• _AIM OF THE EXERCISE_
Reproduce, word for word, the part of the passage about Seabrook's 1924 trip that lies between "The trip yielded" and "he committed suicide.", inclusive.

The trip yielded a 1927 book, now yellowed and smelling of dust, that I
found at George Lenz's used book shop on New York Avenue in Huntington. The
title hints at Seabrook's mania for the exotic: "Adventures in Arabia - Among the
Bedouins, Druses, Whirling Dervishes & Yezidee Devil Worshipers"
As an adventurer, Seabrook burned hot and soon burned out. His made his
raucous trek through what is now Lebanon, Syria, Jordan, Saudi Arabia and Iraq
at age 38. Eleven years later, he wrote his most famous book, "Asylum," about
checking himself into a Westchester County mental hospital for an alcohol
dependency he couldn't shake. A decade after that, in 1945, he committed suicide.
But back to the happier 1924. Seabrook is rushing around New York to
prepare for his trip. "I sought out Arab cooks and amiable sons of Sinbad in the
Washington Street slums, and Arab scholars on Columbia Heights." When these
tutors asked why a comfortably fed New Yorker was going to their world, he had
trouble with the answer. "I am afraid it has become only too apparent that I
went for no useful, moral, scholarly, political, humanitarian, or reasonable
purpose whatsoever. I went for the joy of it, and because I believed I should
love it."
So what's not reasonable about that?

• _LISTED RECORDS_
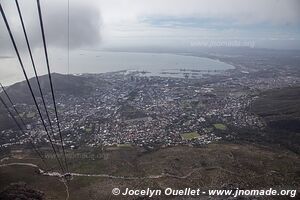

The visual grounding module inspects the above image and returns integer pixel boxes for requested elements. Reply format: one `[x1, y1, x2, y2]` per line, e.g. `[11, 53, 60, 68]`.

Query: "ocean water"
[0, 50, 234, 85]
[70, 51, 234, 77]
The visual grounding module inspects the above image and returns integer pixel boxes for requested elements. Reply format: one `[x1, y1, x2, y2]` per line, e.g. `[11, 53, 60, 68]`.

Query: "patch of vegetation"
[180, 132, 200, 140]
[250, 87, 300, 153]
[214, 124, 227, 131]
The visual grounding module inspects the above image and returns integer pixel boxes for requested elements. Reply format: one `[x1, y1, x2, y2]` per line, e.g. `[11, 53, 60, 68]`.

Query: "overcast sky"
[0, 0, 300, 85]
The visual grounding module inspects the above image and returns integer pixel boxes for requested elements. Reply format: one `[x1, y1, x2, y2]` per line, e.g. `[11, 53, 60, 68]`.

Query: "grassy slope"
[0, 144, 300, 200]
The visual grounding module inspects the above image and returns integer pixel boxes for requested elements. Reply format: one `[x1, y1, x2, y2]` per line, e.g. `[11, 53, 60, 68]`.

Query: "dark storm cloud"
[0, 0, 101, 54]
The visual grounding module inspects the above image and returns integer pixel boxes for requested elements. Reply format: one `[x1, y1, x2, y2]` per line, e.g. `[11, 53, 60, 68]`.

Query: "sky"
[0, 0, 300, 83]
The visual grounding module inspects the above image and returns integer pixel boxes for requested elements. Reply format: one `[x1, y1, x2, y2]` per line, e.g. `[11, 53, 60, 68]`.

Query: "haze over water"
[3, 51, 234, 85]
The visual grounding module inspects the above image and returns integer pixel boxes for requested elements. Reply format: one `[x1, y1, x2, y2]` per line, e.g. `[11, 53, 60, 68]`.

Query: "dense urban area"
[1, 49, 300, 148]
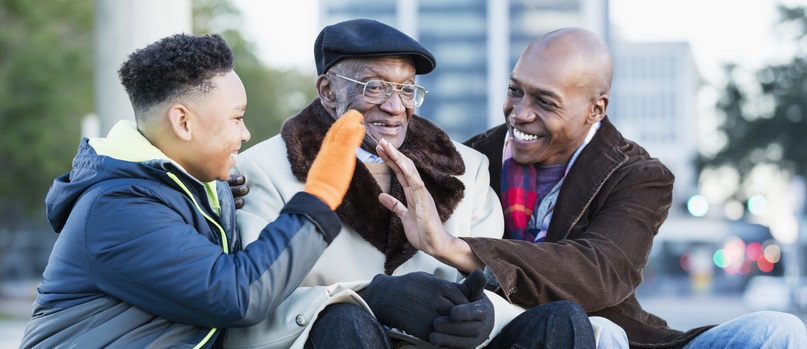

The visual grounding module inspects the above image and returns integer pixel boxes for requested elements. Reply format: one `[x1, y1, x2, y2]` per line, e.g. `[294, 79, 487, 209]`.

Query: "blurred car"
[743, 275, 807, 311]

• _OUTPUT BELOW_
The trip yielded a 1927 book, now yellowed and smelling of dust, that I
found at George Lenz's used book shop on New York Avenue in Huntington. The
title hints at Seabrook's mania for the exotic: "Adventures in Arabia - Among the
Bedouins, Druses, Whirling Dervishes & Yezidee Devil Worshipers"
As an adventurer, Seabrook burned hot and soon burned out. His made his
raucous trek through what is now Lebanon, Syria, Jordan, Saudi Arabia and Iraq
at age 38. Eleven years later, he wrote his most famous book, "Asylum," about
checking himself into a Westchester County mental hospital for an alcohol
dependency he couldn't shake. A decade after that, in 1945, he committed suicide.